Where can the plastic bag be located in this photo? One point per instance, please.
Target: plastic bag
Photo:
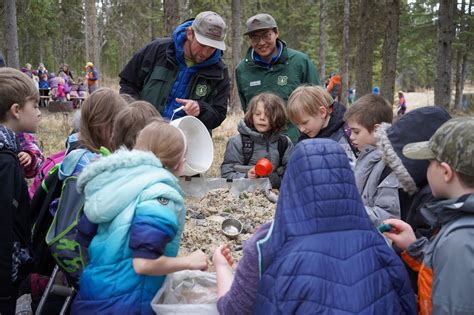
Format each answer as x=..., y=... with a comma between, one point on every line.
x=187, y=292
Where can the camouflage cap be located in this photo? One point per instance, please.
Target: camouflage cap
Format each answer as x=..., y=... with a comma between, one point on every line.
x=452, y=143
x=260, y=21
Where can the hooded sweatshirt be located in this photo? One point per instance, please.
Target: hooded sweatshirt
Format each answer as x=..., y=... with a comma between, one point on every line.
x=445, y=263
x=265, y=146
x=415, y=126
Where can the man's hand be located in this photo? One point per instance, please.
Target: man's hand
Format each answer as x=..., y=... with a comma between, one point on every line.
x=222, y=256
x=25, y=159
x=197, y=260
x=401, y=234
x=191, y=107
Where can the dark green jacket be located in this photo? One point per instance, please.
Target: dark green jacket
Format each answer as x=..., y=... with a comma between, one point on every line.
x=151, y=73
x=292, y=69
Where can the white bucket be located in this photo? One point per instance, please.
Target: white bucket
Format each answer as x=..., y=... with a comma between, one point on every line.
x=200, y=150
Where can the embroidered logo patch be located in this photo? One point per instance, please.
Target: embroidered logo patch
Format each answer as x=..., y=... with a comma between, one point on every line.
x=201, y=90
x=163, y=201
x=282, y=80
x=256, y=83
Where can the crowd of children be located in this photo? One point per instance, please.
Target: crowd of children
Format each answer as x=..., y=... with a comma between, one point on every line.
x=351, y=171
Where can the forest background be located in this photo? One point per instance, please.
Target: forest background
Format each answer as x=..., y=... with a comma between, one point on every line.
x=394, y=44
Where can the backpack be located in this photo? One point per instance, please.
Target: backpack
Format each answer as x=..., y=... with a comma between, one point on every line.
x=48, y=164
x=61, y=236
x=247, y=148
x=53, y=235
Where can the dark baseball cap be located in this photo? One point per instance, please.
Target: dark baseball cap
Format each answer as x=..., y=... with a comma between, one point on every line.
x=260, y=21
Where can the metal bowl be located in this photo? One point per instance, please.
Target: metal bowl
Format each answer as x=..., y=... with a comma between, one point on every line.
x=231, y=227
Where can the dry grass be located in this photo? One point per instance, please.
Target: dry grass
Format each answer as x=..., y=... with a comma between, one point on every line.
x=54, y=130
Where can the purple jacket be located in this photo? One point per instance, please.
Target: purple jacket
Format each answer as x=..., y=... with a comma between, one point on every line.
x=241, y=296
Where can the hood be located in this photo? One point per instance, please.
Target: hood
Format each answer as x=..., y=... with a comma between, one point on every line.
x=179, y=36
x=8, y=140
x=114, y=182
x=415, y=126
x=318, y=195
x=441, y=212
x=256, y=136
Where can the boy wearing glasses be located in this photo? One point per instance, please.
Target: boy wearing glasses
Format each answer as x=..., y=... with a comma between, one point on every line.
x=270, y=66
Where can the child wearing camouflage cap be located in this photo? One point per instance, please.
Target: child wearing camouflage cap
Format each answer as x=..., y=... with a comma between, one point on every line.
x=444, y=263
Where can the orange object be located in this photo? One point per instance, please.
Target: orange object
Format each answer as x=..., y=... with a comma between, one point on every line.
x=263, y=167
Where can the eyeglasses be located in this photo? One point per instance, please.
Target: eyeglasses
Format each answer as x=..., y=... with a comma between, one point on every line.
x=267, y=36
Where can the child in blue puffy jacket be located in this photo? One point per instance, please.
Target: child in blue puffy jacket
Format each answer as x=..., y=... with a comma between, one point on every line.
x=135, y=199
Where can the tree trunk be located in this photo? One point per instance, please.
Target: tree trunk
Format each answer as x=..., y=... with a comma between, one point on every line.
x=87, y=31
x=446, y=32
x=236, y=50
x=170, y=13
x=12, y=55
x=389, y=50
x=184, y=11
x=322, y=40
x=151, y=33
x=94, y=33
x=345, y=52
x=365, y=48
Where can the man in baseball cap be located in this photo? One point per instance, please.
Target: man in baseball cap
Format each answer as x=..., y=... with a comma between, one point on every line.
x=183, y=75
x=209, y=29
x=444, y=262
x=270, y=66
x=452, y=143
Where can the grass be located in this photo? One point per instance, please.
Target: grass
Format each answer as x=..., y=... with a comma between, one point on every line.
x=54, y=129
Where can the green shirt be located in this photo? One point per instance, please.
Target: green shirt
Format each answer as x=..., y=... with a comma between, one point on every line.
x=292, y=69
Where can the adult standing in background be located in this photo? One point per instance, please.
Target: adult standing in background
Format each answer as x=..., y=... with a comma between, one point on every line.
x=185, y=70
x=92, y=77
x=270, y=66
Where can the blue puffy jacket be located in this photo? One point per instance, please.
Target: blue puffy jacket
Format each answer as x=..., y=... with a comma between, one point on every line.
x=139, y=209
x=322, y=254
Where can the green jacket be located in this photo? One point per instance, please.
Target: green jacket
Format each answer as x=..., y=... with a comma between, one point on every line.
x=292, y=69
x=152, y=71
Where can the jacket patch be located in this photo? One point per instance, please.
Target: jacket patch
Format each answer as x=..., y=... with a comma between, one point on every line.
x=282, y=80
x=256, y=83
x=163, y=201
x=201, y=90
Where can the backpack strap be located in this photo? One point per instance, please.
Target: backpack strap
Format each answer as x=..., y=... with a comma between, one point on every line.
x=347, y=134
x=385, y=172
x=282, y=146
x=247, y=148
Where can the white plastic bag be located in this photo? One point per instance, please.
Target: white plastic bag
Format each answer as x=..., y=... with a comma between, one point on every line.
x=187, y=292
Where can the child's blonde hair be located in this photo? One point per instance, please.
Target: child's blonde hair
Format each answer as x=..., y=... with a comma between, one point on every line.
x=15, y=87
x=98, y=114
x=165, y=141
x=274, y=110
x=306, y=100
x=129, y=121
x=369, y=110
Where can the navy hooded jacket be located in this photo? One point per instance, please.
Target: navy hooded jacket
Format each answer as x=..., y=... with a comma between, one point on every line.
x=322, y=254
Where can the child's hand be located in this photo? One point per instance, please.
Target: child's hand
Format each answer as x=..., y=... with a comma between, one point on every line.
x=222, y=256
x=251, y=173
x=197, y=260
x=25, y=159
x=401, y=234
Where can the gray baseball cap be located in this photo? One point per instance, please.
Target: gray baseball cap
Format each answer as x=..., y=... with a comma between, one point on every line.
x=210, y=28
x=260, y=21
x=452, y=143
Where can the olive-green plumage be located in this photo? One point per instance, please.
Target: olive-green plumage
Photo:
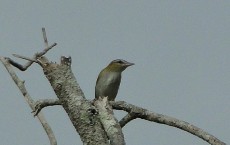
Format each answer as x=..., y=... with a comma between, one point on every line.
x=109, y=79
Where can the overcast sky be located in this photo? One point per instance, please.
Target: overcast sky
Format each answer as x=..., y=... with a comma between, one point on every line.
x=181, y=51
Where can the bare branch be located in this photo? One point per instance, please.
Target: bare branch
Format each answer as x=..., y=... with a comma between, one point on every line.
x=109, y=122
x=44, y=37
x=163, y=119
x=24, y=57
x=30, y=60
x=40, y=104
x=126, y=119
x=28, y=99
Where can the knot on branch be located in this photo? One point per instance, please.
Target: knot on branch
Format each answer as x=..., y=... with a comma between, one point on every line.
x=66, y=60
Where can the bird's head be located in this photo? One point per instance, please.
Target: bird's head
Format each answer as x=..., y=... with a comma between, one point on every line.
x=118, y=65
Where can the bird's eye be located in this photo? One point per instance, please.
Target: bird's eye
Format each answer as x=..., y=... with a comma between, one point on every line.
x=120, y=61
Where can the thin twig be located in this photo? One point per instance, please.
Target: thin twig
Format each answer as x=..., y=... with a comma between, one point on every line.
x=28, y=99
x=24, y=57
x=44, y=37
x=142, y=113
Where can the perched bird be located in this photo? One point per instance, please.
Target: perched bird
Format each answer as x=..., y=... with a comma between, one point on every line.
x=109, y=79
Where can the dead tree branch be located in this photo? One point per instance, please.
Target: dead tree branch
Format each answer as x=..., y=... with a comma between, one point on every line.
x=28, y=99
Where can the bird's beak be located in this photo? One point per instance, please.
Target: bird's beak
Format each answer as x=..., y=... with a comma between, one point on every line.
x=128, y=64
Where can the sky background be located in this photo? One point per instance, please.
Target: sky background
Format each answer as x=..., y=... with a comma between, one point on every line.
x=180, y=50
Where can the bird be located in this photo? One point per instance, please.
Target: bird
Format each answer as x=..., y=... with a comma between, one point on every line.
x=109, y=79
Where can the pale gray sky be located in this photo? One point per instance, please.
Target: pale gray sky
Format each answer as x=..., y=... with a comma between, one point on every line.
x=180, y=48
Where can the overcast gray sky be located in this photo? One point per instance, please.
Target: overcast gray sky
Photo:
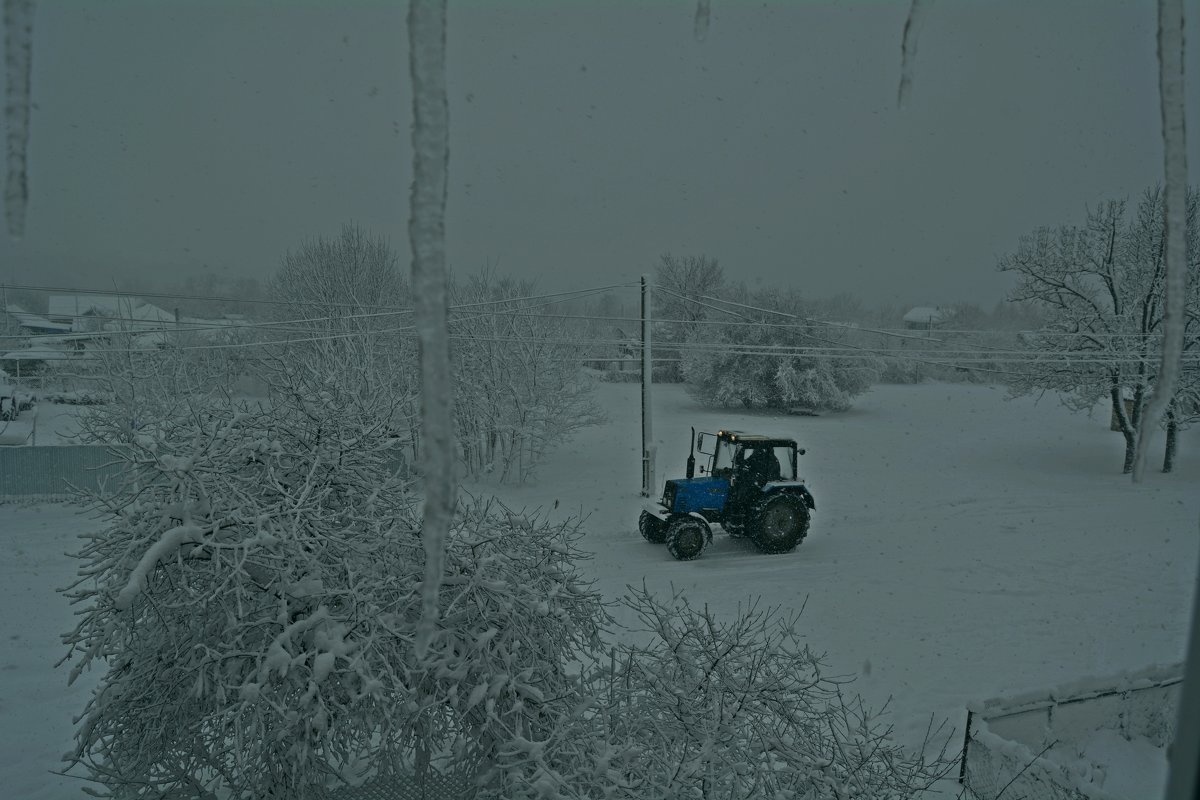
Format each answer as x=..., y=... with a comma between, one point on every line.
x=589, y=137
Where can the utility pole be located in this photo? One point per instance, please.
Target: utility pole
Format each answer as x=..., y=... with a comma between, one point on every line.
x=648, y=449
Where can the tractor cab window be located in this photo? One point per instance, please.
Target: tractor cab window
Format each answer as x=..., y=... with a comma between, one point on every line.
== == ==
• _What to do_: From the records above, reproduce exactly the lines from the one with "Where can the purple" to the one with "Where can the man in", both included, and no others.

• _Response to the exercise_:
Where can the purple jacket be located in this photo? One point per instance, please.
Target: purple jacket
Format each answer as x=..., y=... with a comma between, one point on every line.
x=241, y=296
Where can the hood be located in this photo? One point per instance, please.
Target: hood
Format each answer as x=..., y=... with a comma between, one point on every line.
x=179, y=36
x=8, y=140
x=114, y=182
x=415, y=126
x=318, y=195
x=441, y=212
x=256, y=136
Where can the boy wearing glasses be located in this photo? One point per instance, please.
Target: boy wearing glasses
Format each answer as x=..., y=... with a comma between, one point on every line.
x=270, y=66
Where can the child wearing camouflage cap be located in this photo? One point per instance, please.
Target: child wearing camouflage cap
Format each answer as x=..., y=... with a comma between, one point on every line.
x=444, y=263
Where can the orange object be located in this photo? One point per instance, please.
Target: orange object
Format each answer as x=..., y=... with a comma between, one point on every line.
x=263, y=167
Where can the eyeglasses be located in this photo? One point per instance, please.
Target: eyeglasses
Format each answer as x=..., y=... with a comma between, one point on every line.
x=267, y=36
Where can the child in blue puffy jacket be located in this photo? One point per instance, please.
Target: child in blue puffy jacket
Format each answer as x=..., y=... with a comma between, one point on every line.
x=135, y=199
Where can the tree trunk be located in this photo? One point per instance, please.
Target: tree trunk
Format each answer as x=..., y=... with a comma between, one point on every line.
x=87, y=31
x=446, y=32
x=236, y=50
x=170, y=13
x=12, y=55
x=389, y=50
x=184, y=11
x=322, y=40
x=151, y=33
x=94, y=33
x=345, y=52
x=365, y=48
Where can the man in baseball cap be located in this photo? One point per instance, please.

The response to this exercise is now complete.